§ **Fragmento**:
Los psiquiatras somos médicos y hacemos lo que hace cualquier médico: evaluar de qué se trata el problema que presenta el paciente, descartar la presencia de otros problemas de salud que puedan estar interactuando, brindar un tratamiento y esperar una evolución favorable. Además, pensamos en las posibles alteraciones del funcionamiento del cerebro, y nos dividimos tareas con otra área llamada neurología.

Esto sucede en el plano teórico, porque lo cierto es que ponemos el oído ante el dolor del otro, acompañamos su camino y somos testigos de sus acciones y pensamientos. Poner el cuerpo entero, de frente, mientras prestamos atención a alguien que está angustiado es nuestra gran función. Todo lo demás escolta ese acto.

¿Cómo sé si tengo que ir al psicólogo o al psiquiatra? Lo más lógico es que ante la necesidad de consultar se arranque con terapia. En el caso de que el psicólogo lo considere, de acuerdo a su evaluación del paciente, puede derivar a la consulta con el psiquiatra. Pero si quisieras consultar a un psiquiatra antes que a un psicólogo, tenés que saber algo: no salís medicado solo por acudir a la consulta de un psiquiatra. Si te duele la panza, consultás con un gastro, pero si, en cambio, consultás a un cirujano, no te va a operar si no es necesario, ¿no?

§ **Datos registrados**:
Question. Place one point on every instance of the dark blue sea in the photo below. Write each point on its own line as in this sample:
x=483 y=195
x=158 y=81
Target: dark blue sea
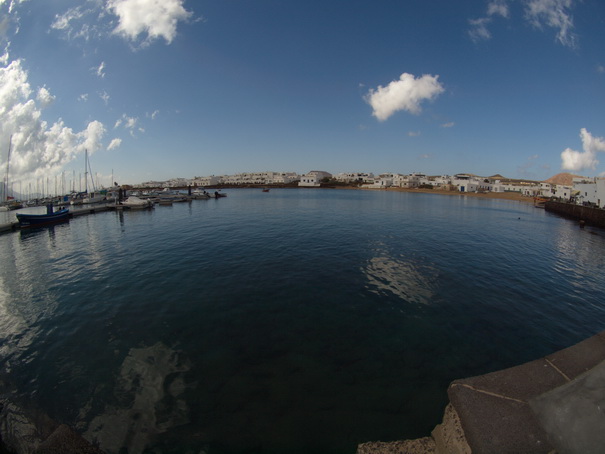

§ **Tareas a realizar**:
1 - Indica si cada afirmación coincide con el fragmento sobre psiquiatría. Responde sí o no y cita textualmente las palabras que lo deciden. (a) Los psiquiatras reparten tareas con la neurología. (b) Quien consulta a un psiquiatra sale siempre medicado. (c) El texto aconseja empezar por el psiquiatra antes que por la terapia.
2 - Escribe una continuación del fragmento sobre psiquiatría a partir de su última oración.
No hace falta consultar el listado.

§ **Respuestas en orden**:
1 -
(a) Sí: «nos dividimos tareas con otra área llamada neurología».
(b) No: «no salís medicado solo por acudir a la consulta de un psiquiatra».
(c) No: «Lo más lógico es que ante la necesidad de consultar se arranque con terapia».

2 -
Medicar no es un acto reflejo. Por el contrario, muchos pacientes llegan a la consulta y se van con la tarjetita de un psicólogo en la mano y sin medicación. Lo que sucede con mucha frecuencia es que la consulta con el psiquiatra solo se da para retirar psicofármacos. ¿Por qué? Porque a otros especialistas les gusta indicar ansiolíticos. Es común que los pacientes acumulen ansiolíticos durante años y llegue un momento en que la situación se desmadra. Pero a pesar de estar atravesando una etapa difícil, les da miedo ir al psiquiatra. Cuando finalmente llegan a una consulta psiquiátrica, lo que hacemos es tratar de emprolijar el estado en el que se encuentran, y muchas pero muchas veces lo hacemos sacando psicofármacos no indicados por la persona mejor capacitada para hacerlo, que es el psiquiatra.

¿Quién puede consultar con un psiquiatra? Cualquier persona que tenga una pregunta. No hace falta estar insatisfecho con una terapia psicológica, ver extraterrestres o inyectarse drogas debajo de un puente.

El 85 % de las consultas que recibo son por ansiedad, insomnio y angustia. Cuando el paciente consulta antes de haber tenido consecuencias importantes por aguantar estas situaciones, los tratamientos suelen ser breves y exitosos.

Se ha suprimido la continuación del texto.